Every line below that has "ceiling" in it should be copied.

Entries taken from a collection
-=-=-=-=-

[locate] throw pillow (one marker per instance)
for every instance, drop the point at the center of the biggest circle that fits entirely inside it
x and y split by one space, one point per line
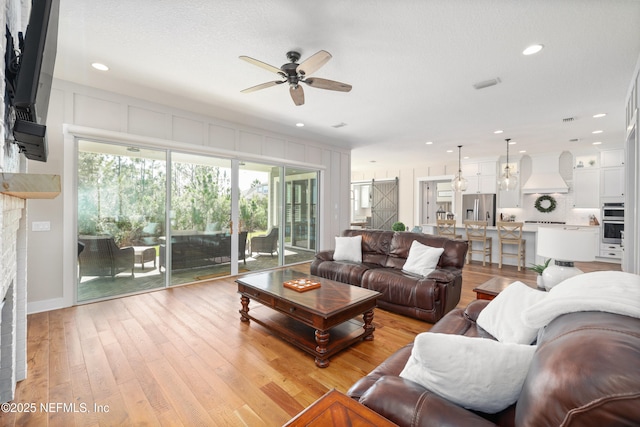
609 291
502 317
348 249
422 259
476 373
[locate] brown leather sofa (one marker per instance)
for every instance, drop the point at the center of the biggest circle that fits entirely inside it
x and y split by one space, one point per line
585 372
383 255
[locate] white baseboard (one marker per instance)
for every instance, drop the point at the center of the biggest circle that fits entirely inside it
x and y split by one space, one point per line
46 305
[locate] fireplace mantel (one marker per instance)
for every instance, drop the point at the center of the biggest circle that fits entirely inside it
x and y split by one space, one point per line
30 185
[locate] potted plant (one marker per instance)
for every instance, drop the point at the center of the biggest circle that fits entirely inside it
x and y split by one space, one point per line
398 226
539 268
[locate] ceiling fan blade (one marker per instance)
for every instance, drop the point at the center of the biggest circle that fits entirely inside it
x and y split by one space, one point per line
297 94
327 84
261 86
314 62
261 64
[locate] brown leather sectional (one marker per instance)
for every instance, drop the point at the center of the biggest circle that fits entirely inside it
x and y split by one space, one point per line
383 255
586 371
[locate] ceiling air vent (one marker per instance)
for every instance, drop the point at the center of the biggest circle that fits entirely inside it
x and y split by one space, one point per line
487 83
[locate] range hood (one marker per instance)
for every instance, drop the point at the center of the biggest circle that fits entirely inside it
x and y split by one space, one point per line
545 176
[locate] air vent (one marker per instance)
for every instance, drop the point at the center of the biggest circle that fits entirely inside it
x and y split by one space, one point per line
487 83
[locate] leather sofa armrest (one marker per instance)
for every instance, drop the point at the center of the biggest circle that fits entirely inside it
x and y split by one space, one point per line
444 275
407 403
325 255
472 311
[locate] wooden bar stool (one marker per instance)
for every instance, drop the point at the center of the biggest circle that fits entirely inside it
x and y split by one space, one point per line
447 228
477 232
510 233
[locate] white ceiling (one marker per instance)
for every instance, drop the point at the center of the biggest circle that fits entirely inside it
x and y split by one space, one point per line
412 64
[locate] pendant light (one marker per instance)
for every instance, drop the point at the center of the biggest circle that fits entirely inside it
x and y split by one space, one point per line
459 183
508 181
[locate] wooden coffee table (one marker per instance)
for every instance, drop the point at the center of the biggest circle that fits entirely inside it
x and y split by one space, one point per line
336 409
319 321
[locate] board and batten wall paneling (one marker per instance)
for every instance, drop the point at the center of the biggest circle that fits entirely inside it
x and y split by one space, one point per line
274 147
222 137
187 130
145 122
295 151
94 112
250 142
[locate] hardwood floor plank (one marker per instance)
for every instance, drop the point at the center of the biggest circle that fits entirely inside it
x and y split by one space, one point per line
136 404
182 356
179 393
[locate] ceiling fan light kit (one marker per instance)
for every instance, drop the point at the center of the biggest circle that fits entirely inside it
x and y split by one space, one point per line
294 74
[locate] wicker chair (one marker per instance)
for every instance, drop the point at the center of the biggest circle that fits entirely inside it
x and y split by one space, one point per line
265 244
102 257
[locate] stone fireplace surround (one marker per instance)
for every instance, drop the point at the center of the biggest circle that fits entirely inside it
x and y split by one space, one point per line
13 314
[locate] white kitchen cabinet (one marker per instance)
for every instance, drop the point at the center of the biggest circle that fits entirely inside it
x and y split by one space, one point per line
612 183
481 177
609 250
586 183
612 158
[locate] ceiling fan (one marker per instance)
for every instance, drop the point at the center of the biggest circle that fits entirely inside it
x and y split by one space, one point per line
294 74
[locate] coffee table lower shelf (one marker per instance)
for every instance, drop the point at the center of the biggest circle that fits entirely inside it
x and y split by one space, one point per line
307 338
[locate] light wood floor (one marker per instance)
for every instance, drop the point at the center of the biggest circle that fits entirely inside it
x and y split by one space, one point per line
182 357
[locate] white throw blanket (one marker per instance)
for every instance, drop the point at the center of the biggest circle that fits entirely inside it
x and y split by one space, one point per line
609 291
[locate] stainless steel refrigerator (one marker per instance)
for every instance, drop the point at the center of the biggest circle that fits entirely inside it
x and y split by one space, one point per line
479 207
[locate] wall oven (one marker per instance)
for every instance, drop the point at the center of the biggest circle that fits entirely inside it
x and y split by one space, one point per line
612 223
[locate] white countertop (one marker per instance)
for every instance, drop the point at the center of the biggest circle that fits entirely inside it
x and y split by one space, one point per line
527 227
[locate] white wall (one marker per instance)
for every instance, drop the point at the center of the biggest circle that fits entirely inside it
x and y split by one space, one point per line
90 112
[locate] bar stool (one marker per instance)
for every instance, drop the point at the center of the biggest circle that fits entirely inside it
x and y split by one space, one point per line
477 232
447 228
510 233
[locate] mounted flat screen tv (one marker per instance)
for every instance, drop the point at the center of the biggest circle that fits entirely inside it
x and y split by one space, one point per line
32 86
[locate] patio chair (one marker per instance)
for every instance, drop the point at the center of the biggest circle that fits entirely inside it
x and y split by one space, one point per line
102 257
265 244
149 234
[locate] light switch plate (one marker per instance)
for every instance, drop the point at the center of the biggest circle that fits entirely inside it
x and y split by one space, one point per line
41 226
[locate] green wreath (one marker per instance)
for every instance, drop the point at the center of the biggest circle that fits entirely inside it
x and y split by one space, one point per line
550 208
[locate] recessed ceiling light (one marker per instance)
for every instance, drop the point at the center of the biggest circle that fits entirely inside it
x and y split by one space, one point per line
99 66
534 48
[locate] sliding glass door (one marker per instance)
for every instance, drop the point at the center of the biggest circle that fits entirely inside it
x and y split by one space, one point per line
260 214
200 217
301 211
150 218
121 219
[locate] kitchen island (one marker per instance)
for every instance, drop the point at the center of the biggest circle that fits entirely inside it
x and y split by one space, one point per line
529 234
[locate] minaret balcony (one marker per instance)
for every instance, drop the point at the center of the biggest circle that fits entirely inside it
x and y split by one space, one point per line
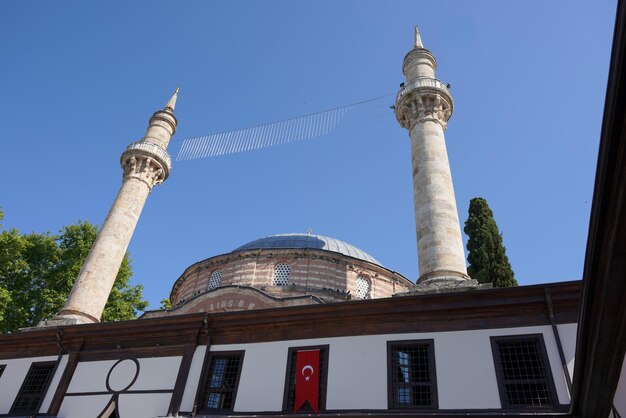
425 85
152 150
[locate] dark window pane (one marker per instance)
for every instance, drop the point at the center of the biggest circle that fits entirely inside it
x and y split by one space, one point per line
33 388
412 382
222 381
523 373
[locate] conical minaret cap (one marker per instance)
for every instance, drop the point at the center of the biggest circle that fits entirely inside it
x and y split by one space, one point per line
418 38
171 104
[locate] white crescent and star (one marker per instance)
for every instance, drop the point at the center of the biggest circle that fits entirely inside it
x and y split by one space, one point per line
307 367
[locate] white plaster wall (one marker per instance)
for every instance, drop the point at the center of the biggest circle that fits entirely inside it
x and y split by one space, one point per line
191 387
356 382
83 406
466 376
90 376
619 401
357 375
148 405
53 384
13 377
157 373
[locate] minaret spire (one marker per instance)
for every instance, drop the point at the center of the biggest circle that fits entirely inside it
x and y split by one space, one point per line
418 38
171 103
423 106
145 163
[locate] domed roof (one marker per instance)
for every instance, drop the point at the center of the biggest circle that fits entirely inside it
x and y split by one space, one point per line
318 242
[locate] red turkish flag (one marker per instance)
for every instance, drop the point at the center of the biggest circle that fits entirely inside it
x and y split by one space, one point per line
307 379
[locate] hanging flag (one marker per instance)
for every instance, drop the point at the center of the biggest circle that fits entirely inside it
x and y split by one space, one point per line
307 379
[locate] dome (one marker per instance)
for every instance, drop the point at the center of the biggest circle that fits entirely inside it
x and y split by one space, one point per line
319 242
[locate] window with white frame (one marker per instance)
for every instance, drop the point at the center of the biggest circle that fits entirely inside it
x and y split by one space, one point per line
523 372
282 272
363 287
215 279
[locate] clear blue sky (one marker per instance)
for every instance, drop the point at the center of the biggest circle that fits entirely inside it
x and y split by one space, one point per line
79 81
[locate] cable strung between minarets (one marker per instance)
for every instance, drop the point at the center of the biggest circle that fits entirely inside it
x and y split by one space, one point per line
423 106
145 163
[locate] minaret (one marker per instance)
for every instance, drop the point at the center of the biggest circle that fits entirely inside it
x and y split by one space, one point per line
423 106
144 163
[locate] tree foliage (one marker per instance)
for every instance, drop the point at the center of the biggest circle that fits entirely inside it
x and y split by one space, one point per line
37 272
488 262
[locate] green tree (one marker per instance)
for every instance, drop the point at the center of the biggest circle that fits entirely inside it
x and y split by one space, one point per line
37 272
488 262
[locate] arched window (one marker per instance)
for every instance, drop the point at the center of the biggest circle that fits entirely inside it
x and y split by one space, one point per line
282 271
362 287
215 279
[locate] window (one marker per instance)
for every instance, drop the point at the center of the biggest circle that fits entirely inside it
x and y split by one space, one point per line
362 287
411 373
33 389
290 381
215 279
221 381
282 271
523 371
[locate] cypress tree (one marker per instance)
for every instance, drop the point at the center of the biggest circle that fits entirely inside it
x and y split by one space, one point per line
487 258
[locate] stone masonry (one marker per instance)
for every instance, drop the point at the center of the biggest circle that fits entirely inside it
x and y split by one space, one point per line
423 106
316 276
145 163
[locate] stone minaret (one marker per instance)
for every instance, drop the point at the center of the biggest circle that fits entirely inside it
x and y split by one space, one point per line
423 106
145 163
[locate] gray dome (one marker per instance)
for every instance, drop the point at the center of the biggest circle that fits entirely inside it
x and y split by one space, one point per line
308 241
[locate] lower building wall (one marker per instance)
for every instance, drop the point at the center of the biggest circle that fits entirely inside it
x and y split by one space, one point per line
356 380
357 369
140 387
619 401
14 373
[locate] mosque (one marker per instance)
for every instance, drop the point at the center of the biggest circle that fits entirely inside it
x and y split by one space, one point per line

-=-=-=-=-

◆ Solution to this exercise
[locate] ceiling fan blade (one marker per instance)
[locate] ceiling air vent (one marker per instance)
[locate] white ceiling (one marker per instance)
[locate] ceiling fan light kit (one marker per instance)
[locate] ceiling fan (one marker per instance)
[locate] recessed ceiling light (one marker per instance)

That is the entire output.